TEXT TO READ:
United States v. Gustavo Garcia-Gonzalez
2015 U.S. App. LEXIS 11313
| 9th Cir. | 2015Background
- Gustavo Garcia-Gonzalez (Garcia) was removed in 2003 and again via expedited removal at the San Ysidro Port of Entry on September 11, 2012; he later was indicted under 8 U.S.C. § 1326 for unlawful reentry and pleaded guilty conditionally to preserve appeal of a motion to dismiss.
- Garcia argued his 2012 expedited removal was "fundamentally unfair" under § 1326(d)(3) because procedural requirements (forms I-860/I-867AB) were not followed, he was not told withdrawal of application for admission was available, and an officer mischaracterized his 2003 removal.
- To prevail on § 1326(d)(3), Garcia had to show a due process violation in the removal proceeding and prejudice: that it was plausible he would have received discretionary relief (withdrawal of application for admission) absent the violation.
- The government conceded procedural noncompliance but argued Garcia could not show prejudice because his use of false citizenship documents and a drug-conviction inadmissibility made withdrawal implausible.
- Garcia also subpoenaed statistics about how often applicants with fraudulent documents were granted withdrawal; the government (via testimony) said no usable statistics existed and compiling them would require manual review of many files. The district court denied the motion to dismiss and refused to compel the statistics; the Ninth Circuit affirmed.

INSTRUCTIONS:
A) Repeat everything in the case summary from "- To prevail" down to "made withdrawal implausible.".
B) List each reason the case summary gives for Garcia's claim that his 2012 expedited removal was fundamentally unfair.
The entries that follow have no connection to the case summary.

DATASET EXCERPTS:
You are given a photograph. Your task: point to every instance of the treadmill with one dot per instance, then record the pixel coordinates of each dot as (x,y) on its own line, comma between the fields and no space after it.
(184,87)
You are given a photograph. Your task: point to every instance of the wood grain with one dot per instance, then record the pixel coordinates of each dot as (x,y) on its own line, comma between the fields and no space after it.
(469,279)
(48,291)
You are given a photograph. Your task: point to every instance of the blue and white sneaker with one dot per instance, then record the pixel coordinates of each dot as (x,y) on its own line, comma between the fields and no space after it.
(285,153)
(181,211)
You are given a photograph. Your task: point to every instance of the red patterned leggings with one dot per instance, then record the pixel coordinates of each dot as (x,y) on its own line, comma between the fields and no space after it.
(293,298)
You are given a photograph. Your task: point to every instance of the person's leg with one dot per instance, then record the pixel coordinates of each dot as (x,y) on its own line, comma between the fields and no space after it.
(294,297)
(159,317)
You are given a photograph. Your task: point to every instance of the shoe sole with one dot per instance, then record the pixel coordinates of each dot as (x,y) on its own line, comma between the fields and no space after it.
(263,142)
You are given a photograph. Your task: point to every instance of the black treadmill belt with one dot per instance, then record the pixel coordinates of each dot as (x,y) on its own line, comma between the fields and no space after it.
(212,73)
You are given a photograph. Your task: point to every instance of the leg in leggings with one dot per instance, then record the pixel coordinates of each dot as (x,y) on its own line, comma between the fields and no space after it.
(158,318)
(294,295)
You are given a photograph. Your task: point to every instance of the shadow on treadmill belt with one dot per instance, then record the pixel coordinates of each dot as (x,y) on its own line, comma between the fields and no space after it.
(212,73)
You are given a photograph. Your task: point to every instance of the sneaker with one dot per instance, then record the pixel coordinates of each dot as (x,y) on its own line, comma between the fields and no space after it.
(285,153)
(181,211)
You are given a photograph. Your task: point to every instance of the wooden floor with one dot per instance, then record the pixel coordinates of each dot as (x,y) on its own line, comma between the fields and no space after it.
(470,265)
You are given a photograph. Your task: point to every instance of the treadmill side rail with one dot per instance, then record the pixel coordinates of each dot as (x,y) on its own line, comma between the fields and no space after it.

EXERCISE RESPONSES:
A)
- To prevail on § 1326(d)(3), Garcia had to show a due process violation in the removal proceeding and prejudice: that it was plausible he would have received discretionary relief (withdrawal of application for admission) absent the violation.
- The government conceded procedural noncompliance but argued Garcia could not show prejudice because his use of false citizenship documents and a drug-conviction inadmissibility made withdrawal implausible.

B)
- Procedural requirements (forms I-860/I-867AB) were not followed.
- He was not told withdrawal of application for admission was available.
- An officer mischaracterized his 2003 removal.